What you are asked to do: If an entry holds a picture, drop the picture but restate the entry word for word.

(Beginning of Entries supplied)

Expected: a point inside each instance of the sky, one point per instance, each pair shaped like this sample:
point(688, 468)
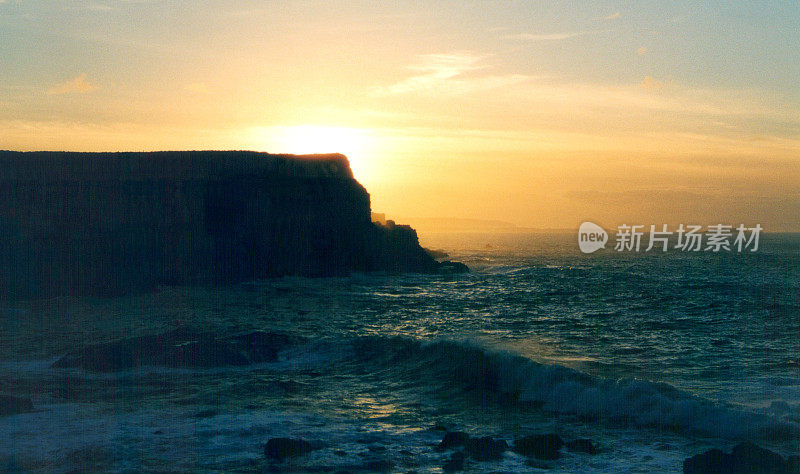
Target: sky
point(541, 114)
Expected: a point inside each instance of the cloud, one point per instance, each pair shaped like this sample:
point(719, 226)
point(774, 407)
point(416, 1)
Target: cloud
point(447, 74)
point(651, 84)
point(79, 85)
point(547, 36)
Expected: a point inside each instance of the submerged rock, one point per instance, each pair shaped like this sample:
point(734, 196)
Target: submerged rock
point(546, 446)
point(485, 449)
point(178, 348)
point(282, 448)
point(13, 405)
point(582, 446)
point(453, 439)
point(745, 457)
point(455, 463)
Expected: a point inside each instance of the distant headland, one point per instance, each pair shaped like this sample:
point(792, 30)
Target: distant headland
point(111, 223)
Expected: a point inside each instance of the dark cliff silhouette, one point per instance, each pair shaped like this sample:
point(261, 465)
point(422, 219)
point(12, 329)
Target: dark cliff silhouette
point(111, 223)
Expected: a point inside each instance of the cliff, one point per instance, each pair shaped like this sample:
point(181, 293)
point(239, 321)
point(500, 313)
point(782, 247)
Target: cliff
point(110, 223)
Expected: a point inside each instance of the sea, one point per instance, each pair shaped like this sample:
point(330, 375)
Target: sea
point(653, 356)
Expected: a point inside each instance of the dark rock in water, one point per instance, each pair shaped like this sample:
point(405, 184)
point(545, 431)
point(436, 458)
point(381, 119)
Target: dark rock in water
point(177, 348)
point(13, 405)
point(282, 448)
point(378, 465)
point(745, 457)
point(453, 267)
point(757, 459)
point(546, 446)
point(793, 464)
point(205, 414)
point(438, 254)
point(455, 463)
point(711, 461)
point(582, 446)
point(485, 449)
point(453, 439)
point(127, 222)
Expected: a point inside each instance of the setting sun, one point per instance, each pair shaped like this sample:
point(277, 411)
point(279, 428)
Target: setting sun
point(307, 139)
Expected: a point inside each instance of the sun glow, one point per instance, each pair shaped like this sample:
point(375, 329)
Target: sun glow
point(306, 139)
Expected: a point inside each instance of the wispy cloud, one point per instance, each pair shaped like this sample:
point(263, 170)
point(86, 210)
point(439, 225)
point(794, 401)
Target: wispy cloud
point(547, 36)
point(79, 85)
point(448, 74)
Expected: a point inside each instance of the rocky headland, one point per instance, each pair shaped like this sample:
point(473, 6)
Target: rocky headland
point(113, 223)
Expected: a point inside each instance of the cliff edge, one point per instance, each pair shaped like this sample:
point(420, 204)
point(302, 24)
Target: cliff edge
point(111, 223)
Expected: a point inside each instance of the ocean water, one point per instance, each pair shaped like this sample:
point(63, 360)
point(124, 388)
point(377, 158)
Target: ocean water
point(654, 357)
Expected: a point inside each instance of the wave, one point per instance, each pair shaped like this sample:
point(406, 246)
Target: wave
point(510, 378)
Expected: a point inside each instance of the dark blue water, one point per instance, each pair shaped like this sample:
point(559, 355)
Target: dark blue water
point(655, 357)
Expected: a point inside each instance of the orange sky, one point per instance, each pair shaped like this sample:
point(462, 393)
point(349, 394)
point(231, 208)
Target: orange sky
point(539, 114)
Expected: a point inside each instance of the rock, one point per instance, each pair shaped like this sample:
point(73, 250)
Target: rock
point(793, 464)
point(128, 222)
point(13, 405)
point(546, 446)
point(582, 446)
point(453, 439)
point(711, 461)
point(455, 463)
point(452, 267)
point(378, 465)
point(745, 457)
point(756, 459)
point(282, 448)
point(485, 449)
point(178, 348)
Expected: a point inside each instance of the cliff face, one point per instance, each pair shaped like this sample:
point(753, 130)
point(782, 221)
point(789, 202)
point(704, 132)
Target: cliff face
point(109, 223)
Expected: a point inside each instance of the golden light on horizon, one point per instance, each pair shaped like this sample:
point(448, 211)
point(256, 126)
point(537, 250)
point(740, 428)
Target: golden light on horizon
point(354, 143)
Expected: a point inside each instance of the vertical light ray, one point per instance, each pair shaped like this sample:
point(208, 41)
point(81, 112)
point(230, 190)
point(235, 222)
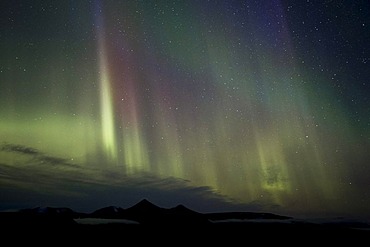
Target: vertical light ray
point(106, 100)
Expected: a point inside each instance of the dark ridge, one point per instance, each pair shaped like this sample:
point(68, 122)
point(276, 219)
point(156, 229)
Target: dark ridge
point(110, 212)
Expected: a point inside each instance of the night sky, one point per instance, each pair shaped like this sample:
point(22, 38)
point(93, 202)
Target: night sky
point(218, 105)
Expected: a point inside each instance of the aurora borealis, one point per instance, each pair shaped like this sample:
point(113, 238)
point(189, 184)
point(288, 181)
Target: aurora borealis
point(260, 104)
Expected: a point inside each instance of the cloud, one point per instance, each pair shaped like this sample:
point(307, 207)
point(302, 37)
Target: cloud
point(55, 181)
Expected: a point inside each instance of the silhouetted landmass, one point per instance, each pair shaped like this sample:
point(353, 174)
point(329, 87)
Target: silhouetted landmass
point(144, 220)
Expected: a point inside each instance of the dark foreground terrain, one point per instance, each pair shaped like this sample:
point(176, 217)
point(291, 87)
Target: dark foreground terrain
point(147, 223)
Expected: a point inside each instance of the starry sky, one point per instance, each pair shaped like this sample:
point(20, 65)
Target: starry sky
point(218, 105)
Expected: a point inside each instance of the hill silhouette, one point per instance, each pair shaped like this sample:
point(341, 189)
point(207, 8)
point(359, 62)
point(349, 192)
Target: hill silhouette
point(111, 222)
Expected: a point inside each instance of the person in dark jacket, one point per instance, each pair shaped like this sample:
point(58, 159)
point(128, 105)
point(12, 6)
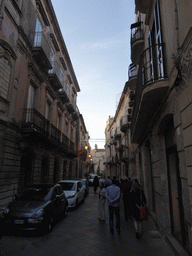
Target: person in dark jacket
point(135, 197)
point(95, 183)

(End of Entries supplied)

Response:
Expected: a point inside each instance of the sky, one point per instance, each pair shaped like this sample:
point(688, 468)
Target: sky
point(541, 114)
Expected: a point inside each instance of the cloud, one point per instance, each pair shaped like this sample:
point(719, 226)
point(774, 407)
point(416, 1)
Target: cloud
point(447, 74)
point(651, 84)
point(79, 85)
point(547, 36)
Expected: a point inside each instance of the submerged rock, one point per instance, each pair shaped like this sample:
point(734, 196)
Target: submerged rock
point(546, 446)
point(485, 449)
point(178, 348)
point(282, 448)
point(13, 405)
point(582, 446)
point(453, 439)
point(745, 457)
point(455, 463)
Expected: a point inside each instance of the distant headland, one point per instance, each pair shaped like this sample:
point(792, 30)
Target: distant headland
point(111, 223)
Expected: a point inside each instance of the dark cliff silhouette, one point per instance, each pair shaped like this sample:
point(261, 465)
point(422, 219)
point(12, 329)
Target: dark cliff silhouette
point(111, 223)
Expected: a point inside each instance of the cliff, one point per instance, each pair shaped like this sample:
point(181, 293)
point(239, 321)
point(500, 313)
point(782, 247)
Target: cliff
point(110, 223)
Expected: a point inside each instance of the sea, one point per instance, each pair shaped like this sample:
point(330, 375)
Target: sea
point(653, 356)
Expected: a point inside each instance of the dark rock in water, one point per instance, each pair shaped like this sample:
point(405, 184)
point(545, 431)
point(436, 458)
point(381, 119)
Target: dark rock in water
point(177, 348)
point(13, 405)
point(282, 448)
point(378, 465)
point(745, 457)
point(453, 267)
point(757, 459)
point(546, 446)
point(793, 464)
point(205, 414)
point(438, 254)
point(455, 463)
point(711, 461)
point(582, 446)
point(485, 449)
point(453, 439)
point(127, 222)
Expected: a point inside each instance of the setting sun, one point per instance, each pair shaped like this sample:
point(277, 411)
point(279, 428)
Target: setting sun
point(307, 139)
Expected: a point inside each instance of the sun glow, one point per instance, each pair shaped like this sample:
point(375, 329)
Target: sun glow
point(306, 139)
Expected: a point inside each instance of the wispy cloud, one point per instance, each pair shaped like this sample:
point(263, 170)
point(86, 210)
point(439, 225)
point(794, 401)
Target: wispy cloud
point(547, 36)
point(79, 85)
point(448, 74)
Expected: a point inside each instance of the rocky headland, one point per instance, each pair shaped like this sample:
point(473, 6)
Target: rocky headland
point(113, 223)
Expected: a point inside each instance of the cliff edge, one point per instance, each pair shaped like this sample:
point(420, 204)
point(302, 24)
Target: cliff edge
point(111, 223)
Expected: a point inside each instance of the ocean water, one point per instance, each pair shaped like this sample:
point(63, 360)
point(124, 388)
point(377, 158)
Target: ocean water
point(654, 357)
Expected: a point inside each instance of the wave, one point per instance, each pair shaped like this sample:
point(406, 246)
Target: wave
point(510, 378)
Expected: a point inside each instance of the dark blue water, one point per instance, each pair shaped like this sample:
point(559, 355)
Target: dark blue water
point(655, 357)
Expected: a point inside each instance of the orange sky, one point per instance, each pair shaped like this sample:
point(462, 393)
point(349, 394)
point(231, 208)
Target: orange sky
point(539, 114)
Expected: a point inside each instance of the rock, one point per instance, each pair shaped like this sample:
point(73, 250)
Target: rock
point(793, 464)
point(128, 222)
point(13, 405)
point(546, 446)
point(582, 446)
point(453, 439)
point(711, 461)
point(455, 463)
point(452, 267)
point(378, 465)
point(745, 457)
point(756, 459)
point(282, 448)
point(485, 449)
point(178, 348)
Expected: a point inside each instance of the cliff face, one point per instance, each pair shaped like this sample:
point(753, 130)
point(782, 221)
point(789, 202)
point(704, 132)
Target: cliff face
point(109, 223)
Expected: a point inside each instance of the golden light on horizon, one point per instance, each pair shaped like this sample:
point(448, 211)
point(256, 126)
point(537, 250)
point(740, 428)
Target: golden light on horizon
point(354, 143)
Expected: a point inside each instance of the vertical light ray, one point per instance, each pair shaped like this sample:
point(208, 41)
point(81, 112)
point(230, 190)
point(235, 222)
Target: vertical light ray
point(106, 100)
Expected: a point inside each instance of the dark ridge, one point per instance, each pair shaped like this sample:
point(68, 122)
point(276, 219)
point(156, 229)
Target: dark ridge
point(110, 212)
Expected: a point inside each instance of the night sky, one point per instance, each pair shaped like this sample:
point(22, 38)
point(93, 202)
Target: night sky
point(218, 105)
Expected: a point inside each instance of the aurora borealis, one point per instance, each pair shaped like this sample:
point(113, 238)
point(189, 184)
point(288, 181)
Target: aurora borealis
point(260, 104)
Expected: a point inside each instance of the cloud, one point per instance, each pair shaped like this sample:
point(307, 207)
point(302, 37)
Target: cloud
point(55, 181)
Expected: a point inside each instance of the silhouetted landmass, one point per instance, each pair shaped like this sample:
point(353, 174)
point(329, 87)
Target: silhouetted landmass
point(144, 220)
Expected: a point inside each instance of the dark foreground terrain, one point per instance, each pair shaped like this sample:
point(176, 217)
point(291, 87)
Target: dark foreground terrain
point(147, 223)
Expected: a point inside each instance of the starry sky, one point per instance, each pair shaped like this sample:
point(20, 65)
Target: starry sky
point(218, 105)
Expected: a point inside each instance of the hill silhouette, one point per instance, each pair shaped like this sample:
point(341, 189)
point(207, 8)
point(359, 62)
point(349, 192)
Target: hill silhouette
point(111, 222)
Expected: a point inside each instance of the person in dark jacket, one point per instance, each pair shaped like this sample:
point(58, 159)
point(128, 105)
point(12, 6)
Target: person in dark jacket
point(135, 197)
point(95, 183)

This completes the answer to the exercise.